> The request: Continue the account of Kiev's number 8 tram line below, picking up right after its last sentence.

> Excerpted passage:
——————————

THE UNFORGETTABLE EIGHT

[ Part 1, Part 2 ]


Tram number 8 ran on Tolstogo St., since 1910, with short breaks, until 1987. At first it linked the downtown district to an area adjacent to the railway station, later on it was extended to the district of Solomenka. It had always been popular with the passengers, but fell victim to socialist economy and city topography.

From 1959 on, one of the termini, at the University station, was a dead end (stub track), since there is no room there for a loop. That was the reason why only double-ended cars, the KTV-55-2 manufactured in Kiev, could be utilized on the line. However, production of those was wrapped up in 1968 due to Soviet Union's obligation as a member of SEV (Council of Mutual Economic Assistance, the trade organization of socialist countries). The cars could well have functioned for more than twenty years, but sooner or later the line had to go. That is what happened on 15 December 1987.

The route number on this MTV-82 car is unintelligible, but it may well be eight. Until 1959 when the line along Vladimirskaya St. was dismantled, the 8 ran from Solomenka all the way up to Bogdan Khmelnitsky Sq., past University, Opera House and Golden Gate.
(Photo by M. Kozlovsky, from Kiev. A Literary-Artistic Almanach, 1957)
Such was the scheme of the 8 during the last twenty or so years of its existence: A dead end at one terminal, a loop at the other one.
(From The Streets of Kiev, 1977)
It's 1985. The next last dead end route, 30, which also required the KTV-55-2 cars, has just been shut down. The cars themselves are still alive but already doomed... They have a little more than two years to go. This 2073 is going towards the uphill line leading to University, forward and slightly to the right.

——————————

> Information provided:

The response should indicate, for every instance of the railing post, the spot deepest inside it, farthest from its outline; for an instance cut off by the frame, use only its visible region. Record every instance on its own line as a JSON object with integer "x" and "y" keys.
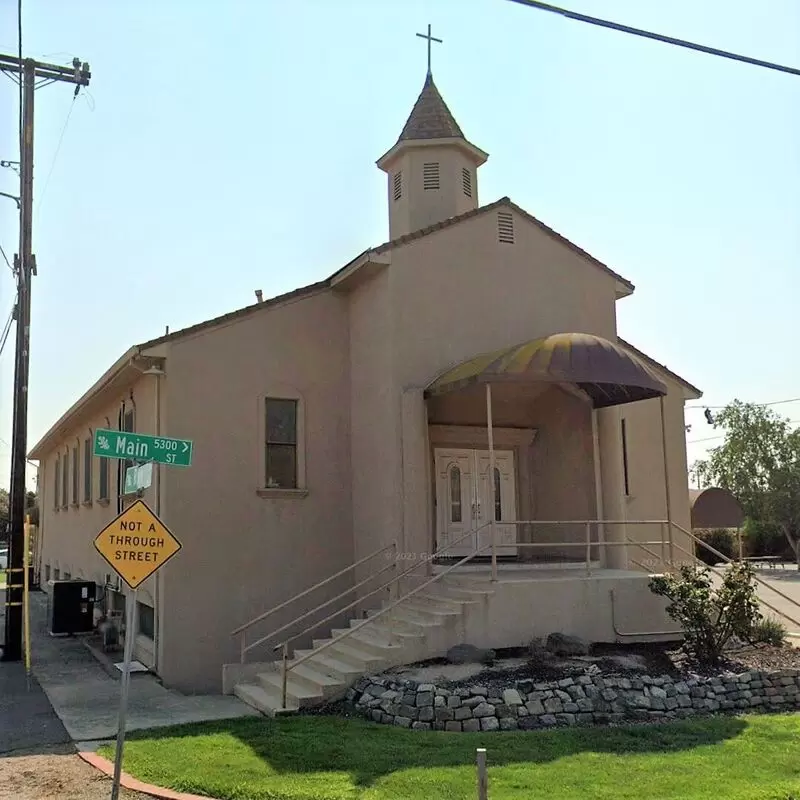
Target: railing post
{"x": 284, "y": 673}
{"x": 483, "y": 778}
{"x": 588, "y": 548}
{"x": 494, "y": 551}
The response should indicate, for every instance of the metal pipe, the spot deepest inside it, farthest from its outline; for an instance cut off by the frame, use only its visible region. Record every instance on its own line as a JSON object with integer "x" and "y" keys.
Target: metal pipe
{"x": 667, "y": 491}
{"x": 490, "y": 482}
{"x": 285, "y": 673}
{"x": 308, "y": 591}
{"x": 588, "y": 549}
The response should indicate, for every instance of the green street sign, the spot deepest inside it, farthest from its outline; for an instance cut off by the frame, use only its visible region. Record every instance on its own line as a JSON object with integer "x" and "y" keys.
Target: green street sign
{"x": 142, "y": 447}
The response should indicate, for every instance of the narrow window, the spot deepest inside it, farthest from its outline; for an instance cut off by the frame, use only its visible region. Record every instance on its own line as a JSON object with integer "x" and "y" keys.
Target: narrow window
{"x": 466, "y": 181}
{"x": 430, "y": 175}
{"x": 87, "y": 470}
{"x": 65, "y": 481}
{"x": 625, "y": 456}
{"x": 57, "y": 487}
{"x": 455, "y": 494}
{"x": 281, "y": 444}
{"x": 498, "y": 505}
{"x": 505, "y": 227}
{"x": 147, "y": 621}
{"x": 75, "y": 475}
{"x": 102, "y": 493}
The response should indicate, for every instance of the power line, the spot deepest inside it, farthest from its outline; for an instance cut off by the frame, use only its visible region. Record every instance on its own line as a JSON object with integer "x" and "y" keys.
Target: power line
{"x": 722, "y": 435}
{"x": 5, "y": 258}
{"x": 774, "y": 403}
{"x": 616, "y": 26}
{"x": 55, "y": 158}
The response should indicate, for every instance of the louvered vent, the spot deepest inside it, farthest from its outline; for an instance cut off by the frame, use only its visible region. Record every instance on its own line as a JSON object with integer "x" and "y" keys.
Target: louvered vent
{"x": 505, "y": 227}
{"x": 466, "y": 181}
{"x": 430, "y": 175}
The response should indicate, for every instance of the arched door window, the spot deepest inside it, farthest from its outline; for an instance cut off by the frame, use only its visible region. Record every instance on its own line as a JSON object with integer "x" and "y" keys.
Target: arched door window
{"x": 455, "y": 494}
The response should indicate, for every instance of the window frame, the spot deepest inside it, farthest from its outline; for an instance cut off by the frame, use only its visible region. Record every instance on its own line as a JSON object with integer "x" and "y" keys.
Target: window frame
{"x": 301, "y": 487}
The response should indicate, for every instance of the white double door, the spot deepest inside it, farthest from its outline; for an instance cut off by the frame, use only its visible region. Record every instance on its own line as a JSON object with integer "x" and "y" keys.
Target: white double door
{"x": 468, "y": 498}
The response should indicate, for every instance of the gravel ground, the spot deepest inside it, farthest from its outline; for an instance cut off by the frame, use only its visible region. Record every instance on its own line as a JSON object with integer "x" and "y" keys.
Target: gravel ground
{"x": 55, "y": 773}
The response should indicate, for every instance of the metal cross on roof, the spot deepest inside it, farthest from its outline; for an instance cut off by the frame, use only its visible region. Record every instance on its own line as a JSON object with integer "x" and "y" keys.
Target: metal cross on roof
{"x": 430, "y": 39}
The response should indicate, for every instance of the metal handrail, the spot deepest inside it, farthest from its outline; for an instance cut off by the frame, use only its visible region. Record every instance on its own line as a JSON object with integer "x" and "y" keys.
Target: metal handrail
{"x": 371, "y": 620}
{"x": 396, "y": 578}
{"x": 313, "y": 611}
{"x": 311, "y": 589}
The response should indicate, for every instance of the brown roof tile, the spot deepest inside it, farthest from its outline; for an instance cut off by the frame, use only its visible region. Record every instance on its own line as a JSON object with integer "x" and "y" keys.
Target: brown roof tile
{"x": 430, "y": 118}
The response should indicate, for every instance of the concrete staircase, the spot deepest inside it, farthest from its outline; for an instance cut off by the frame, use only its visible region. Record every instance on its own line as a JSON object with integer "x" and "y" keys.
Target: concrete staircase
{"x": 422, "y": 626}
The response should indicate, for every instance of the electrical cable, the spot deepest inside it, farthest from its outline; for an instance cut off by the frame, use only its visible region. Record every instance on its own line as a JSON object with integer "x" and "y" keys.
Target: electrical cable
{"x": 616, "y": 26}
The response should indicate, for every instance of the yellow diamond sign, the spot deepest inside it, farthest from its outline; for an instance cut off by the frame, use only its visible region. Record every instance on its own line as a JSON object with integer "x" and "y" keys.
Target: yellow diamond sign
{"x": 136, "y": 544}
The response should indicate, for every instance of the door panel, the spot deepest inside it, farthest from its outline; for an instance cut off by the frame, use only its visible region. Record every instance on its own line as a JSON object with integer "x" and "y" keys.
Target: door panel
{"x": 466, "y": 500}
{"x": 455, "y": 493}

——————————

> In response:
(Photo © Gordon Stewart, 1985)
The same intersection, Saksaganskogo and Tolstogo, from the other side. In the foreground is the Saksaganskogo line, intersected by Tolstogo, which is where the eight runs; to the left and center are the tracks joining the two lines. Later on, route number 5 will run on these auxiliary tracks, then three more. Nowadays, no tram runs here at all...
(Photo © Gordon Stewart, 1985)
At the very end of the rise towards University. Some thirty meters forward is the last, flat stretch of this line, and another hundred meters away is the dead end.
(Photo © Gordon Stewart, 1985)
The same spot from the opposite side. In the foreground is a car that has almost completed its climb to University, in the background another one around the middle of the descent. In the upper part one can barely see a sign reading, in Ukrainian, "DOWNHILL. SPEED UP TO 10 km/hour." Such signs, too, are gone...
(Photo © Gordon Stewart, 1985)
Car 2076 at the dead end. In a minute it will be going back towards Solomenka...
(Photo © Gordon Stewart, 1985)
2063 at the dead end, "chased" by the next one. The interval during the eight's best years was rather small, and it was quite often that the next car stopped short of the switch and waited for the previous one to emerge from the dead end.
(Photo © Gordon Stewart, 1985)
But then 14 December 1987 came. One of the very last cars on the eight leaves the terminal at Solomenka...
(Photo © Constantin Antonenko, 1987)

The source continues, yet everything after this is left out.